STORED RECORDS —
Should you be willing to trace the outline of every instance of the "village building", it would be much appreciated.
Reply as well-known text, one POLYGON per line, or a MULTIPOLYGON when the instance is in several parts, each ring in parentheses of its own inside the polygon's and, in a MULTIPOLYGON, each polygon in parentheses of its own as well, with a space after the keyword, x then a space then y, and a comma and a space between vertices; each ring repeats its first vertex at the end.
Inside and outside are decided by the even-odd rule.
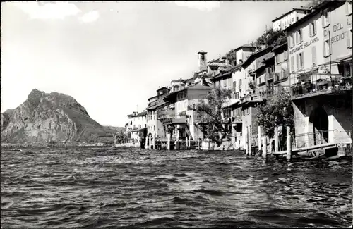
POLYGON ((351 143, 352 2, 323 1, 285 32, 296 147, 351 143))
POLYGON ((131 132, 131 140, 139 142, 141 140, 139 132, 147 128, 147 111, 143 111, 141 113, 133 112, 128 115, 128 122, 126 124, 126 131, 131 132))
POLYGON ((157 96, 150 98, 147 110, 147 136, 145 147, 153 149, 157 137, 164 136, 163 125, 158 120, 158 113, 167 103, 163 98, 169 92, 169 89, 163 87, 157 90, 157 96))
POLYGON ((304 6, 301 6, 301 8, 293 8, 292 11, 273 20, 272 27, 273 31, 285 30, 310 13, 310 8, 304 6))
POLYGON ((178 141, 203 139, 203 126, 198 123, 196 107, 206 96, 211 87, 201 85, 193 85, 184 89, 168 94, 164 101, 169 106, 158 113, 158 120, 163 123, 164 137, 167 130, 173 130, 171 139, 178 141))

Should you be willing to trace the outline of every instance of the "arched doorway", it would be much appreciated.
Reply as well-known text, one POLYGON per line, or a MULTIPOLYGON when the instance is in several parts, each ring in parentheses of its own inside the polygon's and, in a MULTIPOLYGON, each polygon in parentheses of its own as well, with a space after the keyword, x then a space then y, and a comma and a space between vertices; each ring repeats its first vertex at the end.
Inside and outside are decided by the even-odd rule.
POLYGON ((315 108, 311 112, 309 123, 312 125, 314 144, 328 142, 328 117, 322 106, 315 108))
POLYGON ((152 135, 152 133, 149 133, 146 139, 145 148, 152 149, 153 145, 152 142, 153 142, 153 135, 152 135))

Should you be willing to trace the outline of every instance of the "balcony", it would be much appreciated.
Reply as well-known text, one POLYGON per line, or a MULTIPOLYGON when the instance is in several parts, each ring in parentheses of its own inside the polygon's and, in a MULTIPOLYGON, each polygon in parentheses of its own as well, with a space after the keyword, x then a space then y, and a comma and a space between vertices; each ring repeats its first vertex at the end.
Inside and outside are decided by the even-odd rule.
POLYGON ((172 118, 186 118, 185 115, 176 115, 174 110, 160 111, 158 111, 158 120, 172 119, 172 118))
POLYGON ((294 84, 292 87, 292 99, 352 91, 351 78, 335 77, 335 75, 328 78, 319 76, 321 77, 316 80, 315 78, 318 77, 317 75, 311 76, 310 78, 314 80, 313 82, 304 79, 300 83, 294 84))
POLYGON ((288 75, 286 71, 282 71, 280 73, 275 73, 275 78, 273 82, 280 81, 282 80, 286 79, 288 77, 288 75))
POLYGON ((261 102, 263 99, 259 94, 249 94, 244 97, 240 98, 240 103, 261 102))
POLYGON ((273 73, 266 73, 266 80, 270 80, 273 79, 273 73))

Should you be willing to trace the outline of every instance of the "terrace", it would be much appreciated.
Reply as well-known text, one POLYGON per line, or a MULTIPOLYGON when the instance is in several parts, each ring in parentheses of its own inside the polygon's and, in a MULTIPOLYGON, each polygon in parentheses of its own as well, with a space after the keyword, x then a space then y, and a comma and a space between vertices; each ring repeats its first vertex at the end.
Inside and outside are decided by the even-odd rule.
POLYGON ((352 78, 334 74, 311 74, 290 79, 292 99, 352 91, 352 78))

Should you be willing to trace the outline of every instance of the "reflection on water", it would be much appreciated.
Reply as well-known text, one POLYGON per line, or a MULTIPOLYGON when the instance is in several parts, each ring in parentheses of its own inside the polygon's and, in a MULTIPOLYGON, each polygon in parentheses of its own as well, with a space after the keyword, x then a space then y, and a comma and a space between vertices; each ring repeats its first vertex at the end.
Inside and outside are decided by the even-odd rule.
POLYGON ((351 161, 266 163, 234 151, 1 151, 1 228, 342 227, 352 220, 351 161))

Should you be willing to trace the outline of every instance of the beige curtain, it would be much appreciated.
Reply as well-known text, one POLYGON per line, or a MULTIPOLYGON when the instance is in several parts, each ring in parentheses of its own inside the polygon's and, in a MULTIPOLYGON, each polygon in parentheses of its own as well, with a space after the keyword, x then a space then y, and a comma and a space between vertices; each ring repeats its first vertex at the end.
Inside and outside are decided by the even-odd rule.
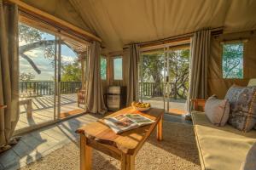
POLYGON ((0 0, 0 151, 9 148, 19 119, 18 8, 0 0))
POLYGON ((101 44, 94 42, 89 48, 88 80, 86 82, 85 109, 90 113, 107 111, 101 79, 101 44))
POLYGON ((189 110, 191 110, 191 99, 206 99, 207 97, 207 62, 210 55, 210 30, 196 31, 192 37, 189 110))
POLYGON ((139 47, 137 44, 129 46, 130 53, 124 58, 128 58, 128 74, 127 74, 127 101, 126 105, 131 105, 132 101, 137 100, 138 88, 138 63, 139 63, 139 47))

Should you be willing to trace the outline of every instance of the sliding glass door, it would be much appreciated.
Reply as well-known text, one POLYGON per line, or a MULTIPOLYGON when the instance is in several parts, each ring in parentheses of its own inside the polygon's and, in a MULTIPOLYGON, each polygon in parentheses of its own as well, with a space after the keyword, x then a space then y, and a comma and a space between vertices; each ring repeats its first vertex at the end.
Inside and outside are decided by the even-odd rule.
POLYGON ((20 111, 15 130, 26 132, 84 112, 78 93, 84 90, 85 42, 20 23, 19 50, 20 111))
POLYGON ((20 120, 16 130, 55 116, 55 36, 19 24, 20 120))
POLYGON ((141 53, 140 100, 168 113, 185 114, 189 46, 166 46, 141 53))

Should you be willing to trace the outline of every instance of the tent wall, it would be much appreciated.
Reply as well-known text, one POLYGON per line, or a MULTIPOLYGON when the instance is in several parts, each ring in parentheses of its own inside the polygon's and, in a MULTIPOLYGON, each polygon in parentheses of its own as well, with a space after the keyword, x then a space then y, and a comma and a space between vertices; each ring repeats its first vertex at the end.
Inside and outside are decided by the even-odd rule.
MULTIPOLYGON (((255 32, 255 31, 254 31, 255 32)), ((256 78, 256 33, 243 31, 212 37, 208 71, 208 95, 223 99, 234 83, 247 86, 250 78, 256 78), (244 42, 243 79, 224 79, 222 76, 223 41, 248 39, 244 42)))

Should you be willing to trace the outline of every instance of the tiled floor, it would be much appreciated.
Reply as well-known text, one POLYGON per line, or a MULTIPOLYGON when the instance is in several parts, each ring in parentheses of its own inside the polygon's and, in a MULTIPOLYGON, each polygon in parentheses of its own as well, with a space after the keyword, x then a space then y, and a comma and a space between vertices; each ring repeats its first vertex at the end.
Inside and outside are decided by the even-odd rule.
POLYGON ((75 130, 96 120, 97 117, 85 114, 23 135, 15 146, 0 155, 0 170, 18 169, 67 143, 74 142, 79 138, 75 130))
MULTIPOLYGON (((15 146, 0 155, 0 170, 19 169, 67 143, 75 142, 79 139, 75 130, 97 119, 94 115, 84 114, 23 135, 15 146)), ((165 115, 164 120, 191 124, 182 116, 168 114, 165 115)))

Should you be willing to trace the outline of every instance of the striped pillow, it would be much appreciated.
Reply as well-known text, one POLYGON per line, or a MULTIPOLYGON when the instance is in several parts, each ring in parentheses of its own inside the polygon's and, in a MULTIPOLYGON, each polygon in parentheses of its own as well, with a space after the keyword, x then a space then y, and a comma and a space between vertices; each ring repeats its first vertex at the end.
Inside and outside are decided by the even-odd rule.
POLYGON ((239 130, 250 131, 256 124, 256 87, 233 85, 225 99, 230 103, 229 123, 239 130))

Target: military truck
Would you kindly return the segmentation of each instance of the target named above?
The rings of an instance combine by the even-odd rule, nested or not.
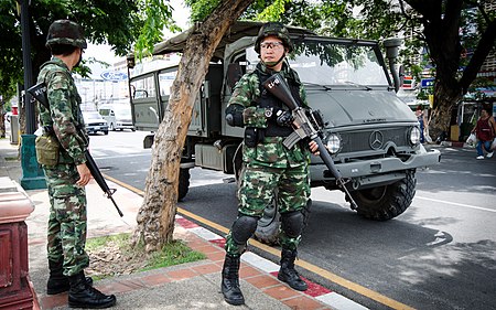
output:
[[[179,196],[185,197],[190,169],[201,167],[238,175],[242,168],[242,128],[225,121],[233,87],[255,68],[254,44],[261,23],[236,22],[211,60],[196,97],[181,163]],[[288,56],[304,84],[312,109],[320,110],[325,126],[322,138],[358,207],[371,220],[385,221],[403,213],[416,193],[416,170],[436,164],[440,152],[420,143],[419,122],[396,92],[399,87],[395,57],[400,41],[384,42],[388,72],[378,42],[319,36],[288,26],[294,51]],[[193,31],[193,30],[190,30]],[[155,55],[179,53],[188,31],[154,49]],[[128,64],[133,64],[128,58]],[[132,65],[131,65],[132,67]],[[154,131],[163,118],[177,66],[158,68],[130,77],[132,120],[137,130]],[[153,135],[144,139],[151,147]],[[311,185],[339,190],[319,157],[312,157]],[[279,227],[277,201],[266,209],[256,237],[273,243]]]

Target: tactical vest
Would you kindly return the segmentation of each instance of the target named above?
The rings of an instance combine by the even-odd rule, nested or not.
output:
[[[55,73],[63,73],[74,84],[73,76],[67,72],[66,68],[62,67],[60,63],[57,63],[56,61],[53,61],[53,60],[52,61],[47,61],[41,66],[41,72],[43,72],[43,68],[46,65],[56,65],[57,70],[56,71],[55,70],[50,70],[50,71],[46,71],[43,75],[40,75],[39,78],[37,78],[39,83],[44,82],[47,85],[47,81],[50,78],[52,78],[53,74],[55,74]],[[82,128],[83,124],[84,124],[84,120],[83,120],[83,115],[80,115],[80,111],[78,109],[78,106],[80,105],[80,97],[76,96],[76,94],[71,94],[71,103],[76,103],[76,104],[73,104],[71,106],[72,114],[75,117],[75,119],[73,120],[74,125],[77,128]],[[53,126],[53,120],[52,120],[52,116],[50,115],[50,110],[46,110],[45,107],[43,107],[42,105],[40,105],[40,122],[41,122],[41,125],[43,127],[44,126],[51,126],[51,127]]]
[[[46,68],[47,65],[54,65],[55,67]],[[62,66],[61,63],[58,63],[57,61],[54,61],[54,60],[51,60],[41,66],[40,75],[37,77],[37,83],[44,82],[46,84],[46,86],[48,86],[48,81],[51,78],[53,78],[53,76],[57,73],[62,73],[62,74],[66,75],[67,78],[74,85],[74,88],[76,87],[74,84],[74,78],[71,75],[71,73],[67,71],[67,68]],[[83,115],[79,109],[80,103],[82,103],[82,99],[80,99],[79,95],[77,94],[77,92],[71,93],[69,105],[71,105],[72,115],[74,117],[73,122],[74,122],[74,126],[76,127],[76,129],[84,128]],[[42,127],[45,128],[45,132],[47,132],[47,133],[50,131],[53,132],[53,119],[52,119],[50,109],[46,109],[41,104],[39,104],[39,108],[40,108],[40,122],[41,122]],[[55,135],[55,133],[53,132],[52,135]],[[86,137],[82,138],[79,135],[76,135],[76,137],[77,137],[76,139],[78,139],[78,141],[79,141],[79,145],[85,147],[85,143],[86,143],[85,138]],[[74,162],[73,158],[68,154],[68,152],[64,148],[61,147],[61,148],[58,148],[58,150],[60,150],[58,163],[73,163]]]
[[[266,79],[269,78],[271,74],[262,72],[259,66],[256,67],[254,73],[258,76],[260,87],[260,97],[258,98],[257,105],[261,108],[277,107],[288,110],[289,108],[281,100],[279,100],[274,95],[272,95],[263,87],[263,82],[266,82]],[[296,82],[294,75],[292,74],[292,71],[290,71],[290,74],[285,74],[284,77],[288,81],[288,85],[290,87],[291,94],[293,95],[293,98],[301,105],[301,84]],[[291,127],[279,126],[274,119],[269,119],[267,122],[267,128],[265,130],[265,137],[288,137],[289,135],[291,135],[291,132],[293,132],[293,129]]]

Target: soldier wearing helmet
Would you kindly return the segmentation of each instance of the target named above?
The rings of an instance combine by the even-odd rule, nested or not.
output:
[[[87,47],[80,25],[68,20],[52,23],[46,38],[52,60],[41,66],[37,83],[45,83],[50,108],[40,105],[40,122],[45,137],[55,147],[36,147],[45,172],[50,195],[47,229],[48,295],[68,290],[68,304],[73,308],[108,308],[116,303],[114,295],[107,296],[91,287],[84,269],[89,266],[86,244],[86,192],[91,174],[86,165],[87,135],[72,70],[80,63]],[[84,132],[84,133],[80,133]],[[83,136],[83,137],[82,137]],[[42,139],[36,139],[36,146]],[[64,240],[64,242],[63,242]]]
[[[230,126],[245,127],[238,217],[226,237],[222,271],[220,289],[230,304],[245,303],[239,287],[240,256],[263,210],[274,199],[281,214],[279,242],[282,252],[278,278],[295,290],[308,289],[294,270],[294,259],[304,226],[302,212],[310,205],[309,146],[296,143],[288,149],[282,145],[293,132],[292,114],[262,86],[277,72],[287,79],[294,99],[308,107],[303,85],[285,61],[292,49],[285,26],[273,22],[263,24],[255,43],[260,62],[236,84],[226,109],[226,121]],[[315,152],[316,143],[309,143],[310,150]]]

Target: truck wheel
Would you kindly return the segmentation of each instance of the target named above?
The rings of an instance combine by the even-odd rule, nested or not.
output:
[[[182,201],[190,189],[190,169],[180,168],[180,178],[177,185],[177,201]]]
[[[358,209],[357,213],[376,221],[391,220],[403,213],[416,195],[417,179],[413,171],[407,177],[386,186],[352,192]]]

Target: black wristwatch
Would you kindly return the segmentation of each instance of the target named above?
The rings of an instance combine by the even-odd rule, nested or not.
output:
[[[265,115],[267,118],[271,118],[272,117],[272,108],[267,108],[265,111]]]

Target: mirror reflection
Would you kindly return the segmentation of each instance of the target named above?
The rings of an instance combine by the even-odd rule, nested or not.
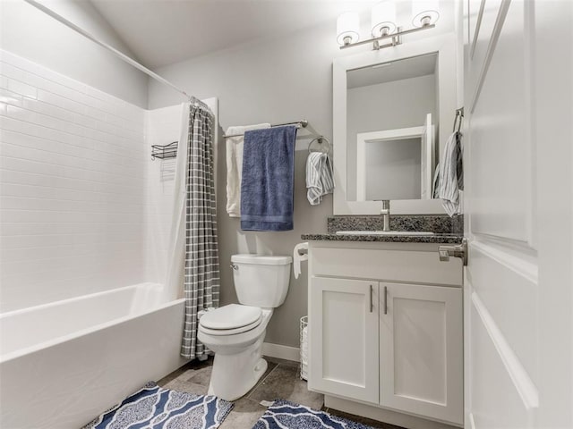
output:
[[[438,159],[438,54],[346,72],[346,199],[425,199]]]

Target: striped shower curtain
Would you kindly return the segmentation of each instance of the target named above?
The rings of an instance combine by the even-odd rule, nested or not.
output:
[[[218,307],[213,121],[209,107],[192,99],[185,179],[185,319],[181,344],[181,356],[188,359],[209,352],[197,340],[198,312]]]

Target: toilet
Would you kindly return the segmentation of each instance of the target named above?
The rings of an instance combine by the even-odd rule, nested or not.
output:
[[[262,342],[273,309],[285,302],[292,261],[291,257],[231,257],[240,304],[208,311],[199,318],[197,338],[215,352],[208,394],[235,400],[265,373]]]

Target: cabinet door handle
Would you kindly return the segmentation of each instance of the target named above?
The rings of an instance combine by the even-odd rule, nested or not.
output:
[[[370,285],[370,312],[374,311],[374,300],[372,299],[372,296],[374,295],[374,287]]]

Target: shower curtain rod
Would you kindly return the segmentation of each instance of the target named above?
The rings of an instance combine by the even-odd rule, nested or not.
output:
[[[60,22],[62,22],[64,25],[65,25],[66,27],[69,27],[70,29],[72,29],[73,30],[76,31],[77,33],[80,33],[81,36],[83,36],[84,38],[89,38],[90,40],[91,40],[92,42],[94,42],[97,45],[99,45],[101,47],[107,49],[109,52],[111,52],[112,54],[114,54],[115,56],[117,56],[120,60],[127,63],[130,65],[133,65],[133,67],[135,67],[136,69],[143,72],[145,74],[147,74],[148,76],[155,79],[156,80],[163,83],[164,85],[167,85],[167,87],[171,87],[173,89],[175,89],[177,92],[180,92],[181,94],[183,94],[184,96],[185,96],[189,100],[191,100],[192,97],[187,94],[185,91],[184,91],[183,89],[175,87],[173,83],[171,83],[169,80],[166,80],[165,78],[162,78],[161,76],[159,76],[158,74],[151,72],[150,69],[148,69],[147,67],[145,67],[142,64],[140,64],[137,61],[133,60],[133,58],[127,56],[125,54],[122,53],[121,51],[118,51],[117,49],[115,49],[115,47],[113,47],[110,45],[107,45],[105,42],[102,42],[100,40],[98,40],[94,36],[92,36],[91,34],[90,34],[89,32],[87,32],[86,30],[84,30],[83,29],[81,29],[80,27],[78,27],[77,25],[75,25],[73,22],[66,20],[65,18],[64,18],[62,15],[59,15],[58,13],[55,13],[54,11],[52,11],[51,9],[48,9],[47,7],[46,7],[45,5],[41,4],[40,3],[37,2],[36,0],[24,0],[24,2],[28,3],[29,4],[34,6],[37,9],[39,9],[40,11],[42,11],[44,13],[51,16],[52,18],[54,18],[56,21],[59,21]]]

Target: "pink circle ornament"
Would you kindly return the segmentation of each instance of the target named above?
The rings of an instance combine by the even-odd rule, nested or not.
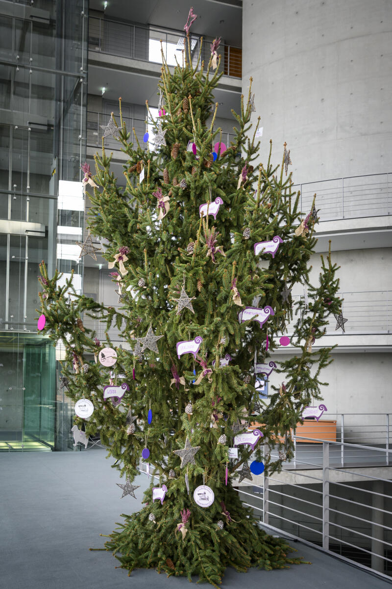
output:
[[[40,315],[39,319],[38,319],[38,327],[39,331],[41,331],[41,329],[43,329],[46,322],[46,317],[45,316],[45,315]]]
[[[219,155],[219,151],[220,151],[220,155],[222,155],[222,154],[225,153],[227,148],[224,143],[222,142],[219,143],[219,141],[217,141],[214,145],[214,151],[216,151],[218,155]]]
[[[102,366],[112,366],[117,362],[117,352],[112,348],[104,348],[99,352],[98,359]]]

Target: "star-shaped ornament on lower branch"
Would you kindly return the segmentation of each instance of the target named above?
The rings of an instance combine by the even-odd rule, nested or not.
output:
[[[177,454],[181,458],[181,468],[183,468],[187,464],[196,464],[195,455],[200,450],[200,446],[193,446],[189,441],[189,438],[185,441],[185,448],[182,450],[173,450],[173,454]]]
[[[135,491],[136,489],[139,488],[140,485],[132,485],[129,479],[126,479],[126,482],[125,485],[121,485],[119,482],[116,482],[116,484],[118,487],[119,487],[120,488],[122,489],[122,495],[121,495],[122,499],[123,497],[125,497],[126,495],[130,495],[135,499],[136,498]]]
[[[333,316],[335,317],[336,321],[337,322],[336,323],[336,327],[335,327],[335,331],[339,329],[339,327],[341,327],[341,329],[343,330],[343,333],[345,333],[346,332],[344,330],[344,323],[346,323],[349,320],[344,319],[344,317],[343,317],[343,314],[341,312],[341,311],[340,311],[340,313],[339,314],[339,315],[334,315]]]

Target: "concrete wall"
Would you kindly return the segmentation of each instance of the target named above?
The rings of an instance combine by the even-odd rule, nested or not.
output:
[[[392,3],[243,0],[243,91],[295,183],[389,171]]]

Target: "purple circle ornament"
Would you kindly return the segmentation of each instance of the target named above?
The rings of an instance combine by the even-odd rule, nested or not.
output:
[[[264,464],[263,462],[257,462],[257,460],[254,460],[253,462],[250,463],[249,468],[250,472],[254,475],[261,475],[262,472],[264,472]]]
[[[43,329],[46,322],[46,317],[45,316],[45,315],[40,315],[39,319],[38,319],[38,327],[39,331],[41,331],[41,329]]]

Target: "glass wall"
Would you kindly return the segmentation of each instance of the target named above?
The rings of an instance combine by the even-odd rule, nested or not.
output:
[[[37,333],[37,279],[42,260],[49,276],[82,275],[75,256],[57,257],[80,240],[83,207],[63,196],[59,214],[58,200],[61,181],[81,190],[87,6],[0,3],[0,450],[53,449],[58,436],[71,447],[55,350]]]

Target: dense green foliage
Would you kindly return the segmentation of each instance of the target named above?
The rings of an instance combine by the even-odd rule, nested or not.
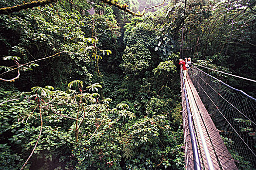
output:
[[[115,1],[136,12],[162,2]],[[166,1],[140,17],[98,0],[0,15],[0,78],[20,73],[0,82],[0,169],[20,169],[39,136],[25,169],[184,169],[178,51],[253,79],[256,9],[188,0],[184,18],[183,1]]]

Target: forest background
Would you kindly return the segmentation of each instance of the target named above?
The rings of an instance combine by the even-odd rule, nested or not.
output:
[[[256,77],[255,0],[55,1],[0,15],[0,169],[183,169],[178,59]]]

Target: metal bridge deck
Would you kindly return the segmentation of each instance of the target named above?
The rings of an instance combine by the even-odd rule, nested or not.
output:
[[[185,81],[188,98],[192,115],[193,126],[197,138],[198,153],[202,170],[237,170],[226,146],[224,145],[211,117],[195,88],[189,75]],[[182,94],[185,148],[187,150],[186,169],[194,169],[193,154],[188,130],[188,122]],[[204,148],[203,147],[203,144]],[[207,146],[206,147],[205,146]],[[208,158],[208,159],[207,159]],[[189,162],[192,161],[191,162]]]

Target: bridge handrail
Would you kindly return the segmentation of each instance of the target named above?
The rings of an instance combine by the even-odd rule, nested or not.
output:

DESCRIPTION OF THE TASK —
Render the part of the entries that opens at their beginning and closes with the line containing "POLYGON ((304 6, 301", both ends included, as a numbered list without blank lines. Leave the pictures out.

WRITTEN RESPONSE —
1. Should you be willing to trace the outline of every instance of the "village building", it would be much appreciated.
2. Reply as well-known text, one POLYGON per line, or a MULTIPOLYGON when the instance is in several parts, each ring in parentheses of its own inside the polygon's and, in a MULTIPOLYGON, each polygon in parentheses of its own as well, with a space after the keyword, x then a space then y, and a comma and a space between vertices; each ring repeats its first vertex at the end.
3. Inside and outside are decided by the even-odd rule.
4. POLYGON ((351 143, 352 2, 323 1, 285 32, 296 147, 351 143))
5. POLYGON ((131 132, 131 140, 139 142, 141 140, 139 132, 147 128, 147 111, 143 111, 141 113, 133 112, 128 115, 128 122, 126 124, 126 131, 131 132))
6. POLYGON ((157 96, 150 98, 147 110, 147 136, 145 147, 153 149, 157 137, 164 136, 163 125, 158 120, 158 113, 167 103, 163 98, 169 92, 169 89, 163 87, 157 90, 157 96))
7. POLYGON ((304 6, 301 6, 301 8, 293 8, 292 11, 273 20, 272 27, 273 31, 285 30, 310 13, 310 8, 304 6))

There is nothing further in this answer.